STUDY TEXT:
□ □ □
The companion's pulsar-facing irradiated hemisphere is continuously heated up to a temperature of 6200 K, whereas the companion's unirradiated hemisphere experiences a uniform temperature of 3000 K. This hemispherical temperature difference corresponds to a difference in hemisphere luminosities, which in turn causes significant variability in apparent brightness as the companion rotates around the pulsar. This brightness variability is demonstrated in PSR J0952−0607's optical light curve, which exhibits an amplitude greater than one magnitude.

== Mass ==
PSR J0952−0607 has a mass of 2.35±0.11 solar mass, making it the most massive neutron star known as of 2026. The pulsar likely acquired most of its mass by accreting up to 1 solar mass of lost material from its companion.
□ □ □
EXERCISE SET:
1. In the passage on PSR J0952−0607, what temperature does the companion's unirradiated hemisphere have?
2. List every figure in the passage on PSR J0952−0607 that is given in kelvins or in solar masses.
3. Reproduce the stretch of the passage on PSR J0952−0607 from "The companion's pulsar-facing" through "from its companion.".

INPUT DATA:
□ □ □
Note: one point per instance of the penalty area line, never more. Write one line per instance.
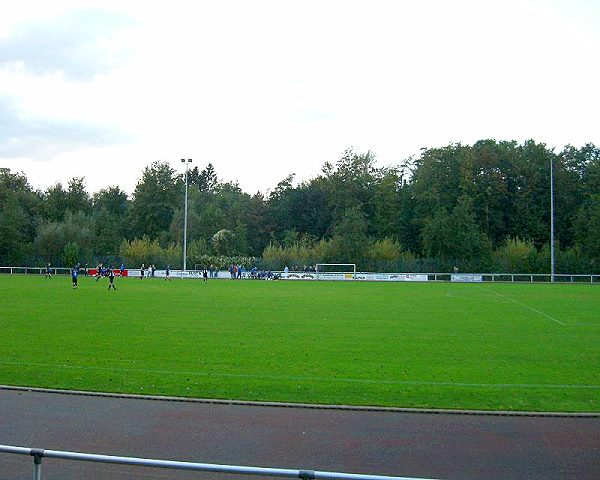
(416, 383)
(525, 306)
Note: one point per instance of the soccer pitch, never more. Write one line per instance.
(465, 346)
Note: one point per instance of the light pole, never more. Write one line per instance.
(187, 162)
(551, 220)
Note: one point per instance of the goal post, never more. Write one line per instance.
(335, 271)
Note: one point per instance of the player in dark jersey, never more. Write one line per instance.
(111, 278)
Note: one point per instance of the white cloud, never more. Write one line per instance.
(262, 89)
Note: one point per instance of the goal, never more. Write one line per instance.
(335, 271)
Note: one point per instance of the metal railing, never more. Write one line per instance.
(38, 454)
(431, 277)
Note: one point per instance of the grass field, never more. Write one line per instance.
(466, 346)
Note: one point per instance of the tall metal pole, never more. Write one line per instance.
(185, 216)
(551, 220)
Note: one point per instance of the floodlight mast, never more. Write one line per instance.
(183, 160)
(551, 220)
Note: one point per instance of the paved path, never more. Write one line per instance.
(409, 444)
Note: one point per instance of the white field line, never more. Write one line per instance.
(525, 306)
(298, 378)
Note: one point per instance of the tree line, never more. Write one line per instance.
(480, 207)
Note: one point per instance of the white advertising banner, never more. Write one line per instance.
(465, 277)
(392, 277)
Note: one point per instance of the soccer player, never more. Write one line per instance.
(111, 278)
(74, 275)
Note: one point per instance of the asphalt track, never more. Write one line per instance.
(429, 445)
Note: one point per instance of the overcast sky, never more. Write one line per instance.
(262, 89)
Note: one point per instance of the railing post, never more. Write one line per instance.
(37, 454)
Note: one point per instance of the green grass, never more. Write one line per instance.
(488, 346)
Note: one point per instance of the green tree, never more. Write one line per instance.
(156, 197)
(350, 241)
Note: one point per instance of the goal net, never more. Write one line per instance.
(335, 271)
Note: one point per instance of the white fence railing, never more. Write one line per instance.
(361, 276)
(38, 454)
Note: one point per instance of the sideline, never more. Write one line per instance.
(159, 398)
(417, 383)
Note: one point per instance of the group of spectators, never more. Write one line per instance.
(151, 269)
(236, 271)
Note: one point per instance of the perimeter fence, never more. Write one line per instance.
(38, 454)
(361, 276)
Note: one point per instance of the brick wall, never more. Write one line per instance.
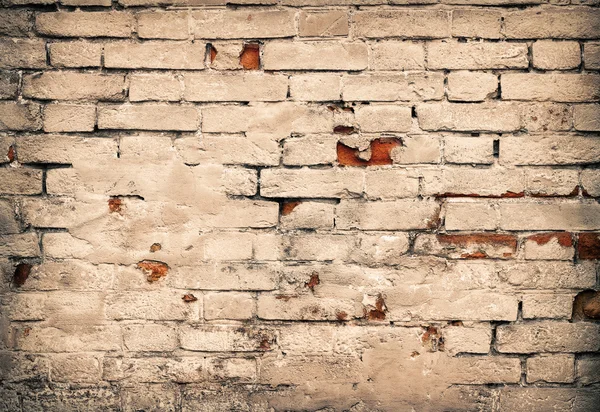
(273, 205)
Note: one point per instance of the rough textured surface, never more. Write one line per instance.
(299, 205)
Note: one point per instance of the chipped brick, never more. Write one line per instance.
(250, 56)
(153, 269)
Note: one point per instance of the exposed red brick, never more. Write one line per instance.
(381, 150)
(588, 246)
(11, 154)
(314, 281)
(114, 205)
(379, 312)
(250, 56)
(432, 339)
(189, 298)
(21, 274)
(288, 207)
(213, 53)
(564, 238)
(344, 129)
(153, 269)
(587, 305)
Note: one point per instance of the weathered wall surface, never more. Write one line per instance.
(272, 205)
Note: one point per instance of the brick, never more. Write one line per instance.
(161, 87)
(237, 24)
(228, 305)
(150, 306)
(548, 336)
(568, 88)
(75, 368)
(391, 87)
(586, 117)
(542, 117)
(384, 118)
(307, 215)
(64, 149)
(550, 55)
(9, 84)
(591, 53)
(69, 118)
(59, 85)
(587, 370)
(467, 246)
(76, 54)
(236, 87)
(69, 338)
(548, 149)
(473, 182)
(315, 56)
(397, 55)
(21, 181)
(590, 180)
(476, 23)
(18, 116)
(409, 215)
(490, 117)
(85, 24)
(332, 183)
(467, 339)
(16, 23)
(553, 246)
(169, 25)
(563, 216)
(551, 368)
(477, 55)
(323, 24)
(155, 55)
(469, 150)
(208, 338)
(559, 23)
(148, 117)
(21, 245)
(281, 118)
(471, 87)
(417, 149)
(545, 306)
(391, 184)
(151, 337)
(315, 87)
(233, 276)
(402, 23)
(18, 53)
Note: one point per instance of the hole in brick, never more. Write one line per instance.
(344, 130)
(21, 274)
(288, 207)
(381, 151)
(314, 281)
(564, 238)
(378, 313)
(114, 205)
(188, 298)
(212, 52)
(154, 270)
(432, 339)
(588, 246)
(250, 56)
(11, 154)
(587, 305)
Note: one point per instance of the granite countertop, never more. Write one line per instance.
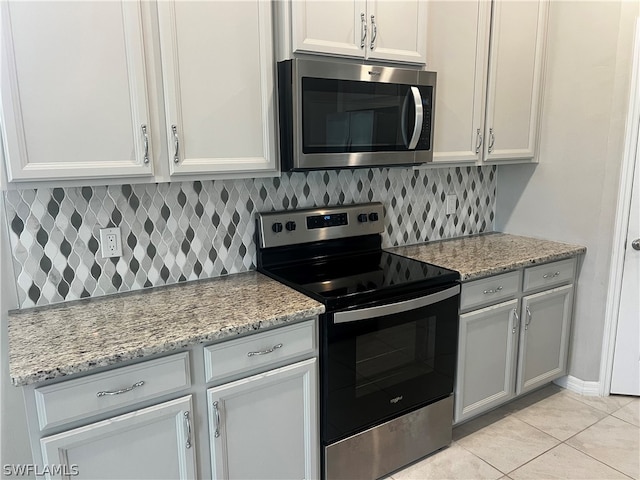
(489, 254)
(58, 340)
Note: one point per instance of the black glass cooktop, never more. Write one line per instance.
(347, 280)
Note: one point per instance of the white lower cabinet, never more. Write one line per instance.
(265, 426)
(488, 346)
(510, 348)
(150, 443)
(544, 337)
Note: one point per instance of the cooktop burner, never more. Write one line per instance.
(334, 255)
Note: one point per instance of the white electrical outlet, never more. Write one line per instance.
(452, 199)
(110, 242)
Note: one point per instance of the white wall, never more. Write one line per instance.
(571, 194)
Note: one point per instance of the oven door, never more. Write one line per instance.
(385, 360)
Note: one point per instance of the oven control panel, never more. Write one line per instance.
(291, 227)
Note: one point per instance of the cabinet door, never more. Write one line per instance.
(218, 72)
(73, 90)
(152, 443)
(397, 30)
(265, 426)
(544, 337)
(458, 50)
(487, 348)
(332, 27)
(515, 74)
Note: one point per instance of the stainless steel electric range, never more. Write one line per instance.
(388, 338)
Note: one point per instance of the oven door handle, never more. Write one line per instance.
(399, 307)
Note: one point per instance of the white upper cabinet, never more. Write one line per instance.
(489, 60)
(458, 50)
(73, 90)
(82, 99)
(218, 72)
(379, 30)
(515, 74)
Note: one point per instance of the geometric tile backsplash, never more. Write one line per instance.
(181, 231)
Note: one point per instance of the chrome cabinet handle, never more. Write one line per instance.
(217, 432)
(493, 290)
(188, 422)
(122, 390)
(145, 135)
(176, 144)
(264, 352)
(374, 32)
(478, 141)
(492, 139)
(516, 324)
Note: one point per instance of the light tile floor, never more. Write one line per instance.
(551, 433)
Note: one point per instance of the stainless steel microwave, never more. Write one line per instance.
(340, 115)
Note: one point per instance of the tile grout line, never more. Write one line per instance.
(597, 460)
(578, 398)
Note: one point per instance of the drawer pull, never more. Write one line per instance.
(264, 352)
(492, 290)
(526, 325)
(217, 432)
(188, 422)
(516, 323)
(122, 390)
(550, 275)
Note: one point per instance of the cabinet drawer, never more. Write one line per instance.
(549, 274)
(258, 351)
(76, 399)
(489, 290)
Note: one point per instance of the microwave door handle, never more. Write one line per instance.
(392, 308)
(417, 126)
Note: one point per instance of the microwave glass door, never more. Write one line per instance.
(344, 116)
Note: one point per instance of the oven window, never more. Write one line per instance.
(376, 368)
(394, 355)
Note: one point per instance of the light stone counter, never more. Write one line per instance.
(49, 342)
(489, 254)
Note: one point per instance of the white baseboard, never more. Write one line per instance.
(588, 389)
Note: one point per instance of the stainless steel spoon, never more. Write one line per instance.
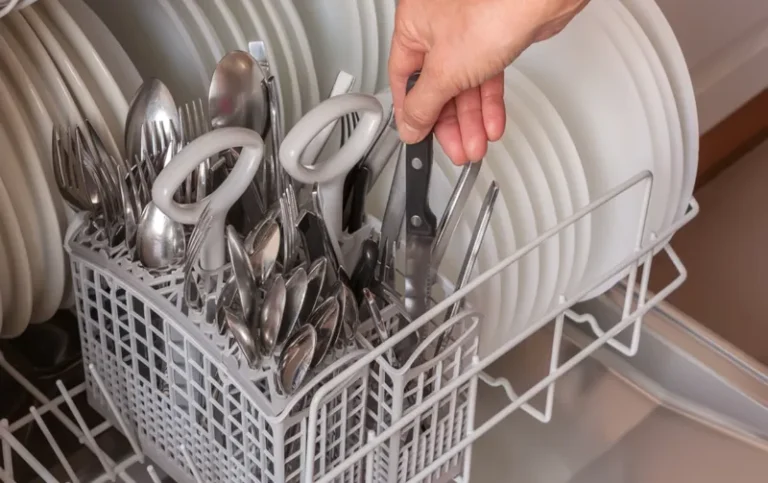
(238, 94)
(296, 291)
(324, 319)
(152, 103)
(295, 360)
(271, 316)
(241, 266)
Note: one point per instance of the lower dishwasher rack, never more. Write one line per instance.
(536, 398)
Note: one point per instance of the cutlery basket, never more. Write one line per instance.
(397, 391)
(193, 407)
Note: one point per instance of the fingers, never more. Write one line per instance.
(448, 133)
(470, 113)
(494, 111)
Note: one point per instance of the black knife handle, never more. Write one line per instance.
(418, 172)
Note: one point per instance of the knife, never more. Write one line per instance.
□ □ □
REPLIES:
1. 3000 K

2.
6200 K
3000 K
2.35±0.11 solar mass
1 solar mass

3.
The companion's pulsar-facing irradiated hemisphere is continuously heated up to a temperature of 6200 K, whereas the companion's unirradiated hemisphere experiences a uniform temperature of 3000 K. This hemispherical temperature difference corresponds to a difference in hemisphere luminosities, which in turn causes significant variability in apparent brightness as the companion rotates around the pulsar. This brightness variability is demonstrated in PSR J0952−0607's optical light curve, which exhibits an amplitude greater than one magnitude.

== Mass ==
PSR J0952−0607 has a mass of 2.35±0.11 solar mass, making it the most massive neutron star known as of 2026. The pulsar likely acquired most of its mass by accreting up to 1 solar mass of lost material from its companion.